→ **EXERCISE DETAILS**: Filter the data below and keep each line that contains the string "stone". Treat the match as case-sensitive.

→ **TASK INPUTS**:
------------------------------------------------------------

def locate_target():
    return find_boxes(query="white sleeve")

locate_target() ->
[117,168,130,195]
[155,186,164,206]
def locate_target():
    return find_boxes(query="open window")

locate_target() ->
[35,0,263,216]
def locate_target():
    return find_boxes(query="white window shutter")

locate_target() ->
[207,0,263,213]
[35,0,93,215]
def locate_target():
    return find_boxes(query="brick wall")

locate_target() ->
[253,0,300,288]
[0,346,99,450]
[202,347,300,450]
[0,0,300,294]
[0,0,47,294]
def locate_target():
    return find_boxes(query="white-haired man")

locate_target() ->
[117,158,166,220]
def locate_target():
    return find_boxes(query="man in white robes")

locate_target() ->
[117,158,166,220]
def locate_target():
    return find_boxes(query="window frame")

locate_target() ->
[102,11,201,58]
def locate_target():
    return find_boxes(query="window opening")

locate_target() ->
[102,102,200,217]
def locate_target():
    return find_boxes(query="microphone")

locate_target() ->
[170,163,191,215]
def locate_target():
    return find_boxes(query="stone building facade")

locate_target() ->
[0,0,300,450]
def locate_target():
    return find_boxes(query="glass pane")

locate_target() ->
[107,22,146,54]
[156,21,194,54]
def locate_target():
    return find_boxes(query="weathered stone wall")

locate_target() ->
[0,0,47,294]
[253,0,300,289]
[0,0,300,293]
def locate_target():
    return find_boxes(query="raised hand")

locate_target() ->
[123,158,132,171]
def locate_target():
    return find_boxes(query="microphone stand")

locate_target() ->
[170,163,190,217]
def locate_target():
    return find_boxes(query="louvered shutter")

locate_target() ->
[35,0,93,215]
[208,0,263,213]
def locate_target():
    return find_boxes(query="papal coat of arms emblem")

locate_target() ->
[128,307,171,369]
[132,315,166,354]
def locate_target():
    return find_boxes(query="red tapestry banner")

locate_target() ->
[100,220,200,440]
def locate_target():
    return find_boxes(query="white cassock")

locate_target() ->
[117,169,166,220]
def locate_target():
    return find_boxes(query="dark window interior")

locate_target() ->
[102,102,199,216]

------------------------------------------------------------

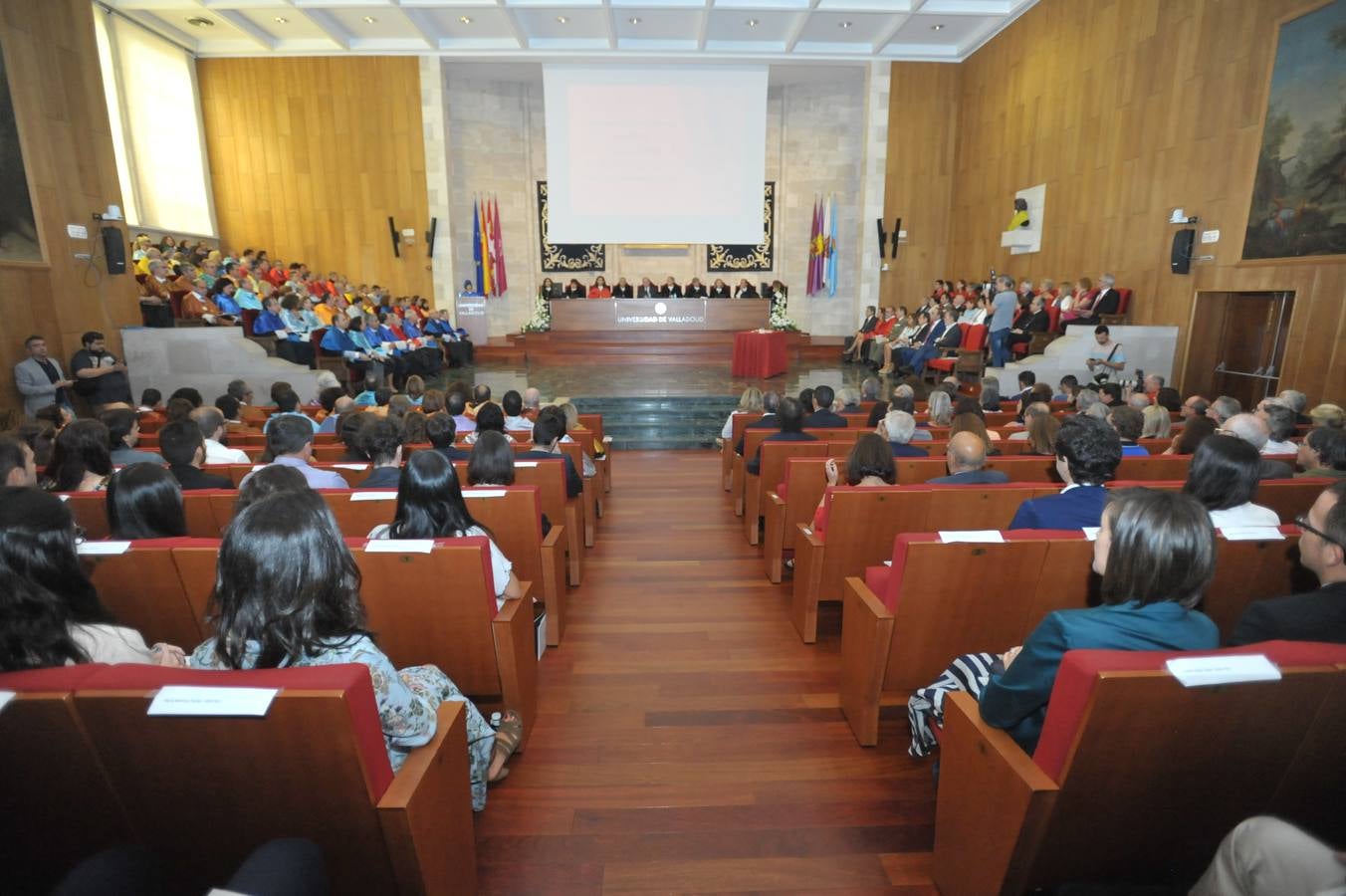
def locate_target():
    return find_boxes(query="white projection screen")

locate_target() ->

------------------------------------------------------------

→ **RESPONSE TO THE EXERCISE**:
    return find_boxes(query="stone building facade")
    return find_boxes(query="weathered stone wall")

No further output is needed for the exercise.